-------- INPUT MATERIAL --------
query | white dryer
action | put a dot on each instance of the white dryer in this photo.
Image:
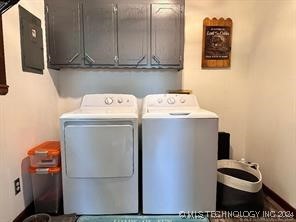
(100, 156)
(180, 143)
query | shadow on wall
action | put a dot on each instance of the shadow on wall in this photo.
(26, 182)
(75, 83)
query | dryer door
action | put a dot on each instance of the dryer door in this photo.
(99, 151)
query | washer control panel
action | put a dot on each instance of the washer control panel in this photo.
(108, 100)
(168, 100)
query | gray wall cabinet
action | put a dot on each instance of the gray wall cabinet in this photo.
(166, 35)
(64, 39)
(99, 32)
(115, 34)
--------
> [WHAT YOU HAVE TO DO] Update the listing above by replacing "put a dot on each instance of" with "place a point on every" wherever it occurs, leaving everything else unchanged. Omit the picture from your answer.

> [TASK OUTPUT]
query | white dryer
action | place a point on every the white dryer in this photo.
Image:
(100, 156)
(180, 143)
query | shadow on wall
action | place a point on every the shadow on wall in this photo.
(26, 182)
(75, 83)
query | dryer door
action | place a point on every the dryer door in this photo.
(99, 151)
query | washer control panel
action | place a point on every the washer control panel in this photo.
(108, 100)
(168, 100)
query | gray wall cabinet
action | place a point on every the gray wall cabinet in this photo.
(166, 35)
(64, 39)
(99, 32)
(115, 34)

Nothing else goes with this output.